**Task goal**:
Answer these from the transx2gtfs project description below:
(a) Which file receives the parsed bank holidays?
(b) Which Python versions is the library tested with?
(c) What dependencies does the package list?

Skip to main content

A Python tool to convert TransXchange data into GTFS.

Project description

transx2gtfs

PyPI version build status Coverage Status DOI Gitter

transx2gtfs is a library for converting public transport data from TransXchange -format (data standard in UK) into a widely used GTFS -format that can be used with various routing engines such as OpenTripPlanner.

Note!

This package is still in a Beta-phase, so use it at your own risk. If you find an issue, you can contribute and help solving them by raising an issue.

Features

  • Reads TransXchange xml-files and converts into GTFS feed with all necessary information according the General Transit Feed Specification.
  • Works and tested against different TransXchange schemas (TfL schema and TXC 2.1)
  • Combines multiple TransXchange files into a single GTFS feed if present in the same folder.
  • Finds and reads all XML files present in ZipFiles, nested ZipFiles and unpacked directories.
  • Uses multiprocessing to parallelize the conversion process.
  • Parses bank holidays (from gov.uk) affecting transit operations at the given time span of the TransXChange feed, which are written to calendar_dates.txt.
  • Reads and updates stop information automatically from NaPTAN website.

Why yet another converter?

There are numerous TransXChange to GTFS converters written in different programming languages. However, after testing many of them, it was hard to find a tool that would:

  1. work in general (without ad-hoc modifications)
  2. parse all important information from the TransXChange according GTFS specification.
  3. work with different TransXChange schema versions
  4. be well maintained
  5. be easy to use in all operating systems
  6. include appropriate tests (crucial for maintenance).

Hence, this Python package was written which aims at meeting the aforementioned requirements. It's not the fastest library out there (written in Python) but multiprocessing gives a bit of boost if having a decent computer with multiple cores.

Install

The package is available at PyPi and you can install it with:

$ pip install transx2gtfs

Library works and is being tested with Python versions 3.6, 3.7 and 3.8.

If you don't know how to install Python, you can take a look for example these materials.

Requirements

transx2gtfs has following dependencies (tested against the latest versions available for Python 3.6, 3.7 and 3.8):

  • untangle
  • pandas
  • pyproj

Basic usage

After you have installed the library you can use it in a following manner:

>>> import transx2gtfs
>>> data_dir_for_transxchange_files = "data/my_transxchange_files"
>>> output_path = "data/my_converted_gtfs.zip"

**Supplied material**:
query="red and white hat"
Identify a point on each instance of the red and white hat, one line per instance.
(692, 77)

**Exercise output**:
(a) calendar_dates.txt
(b) 3.6, 3.7 and 3.8
(c) untangle, pandas and pyproj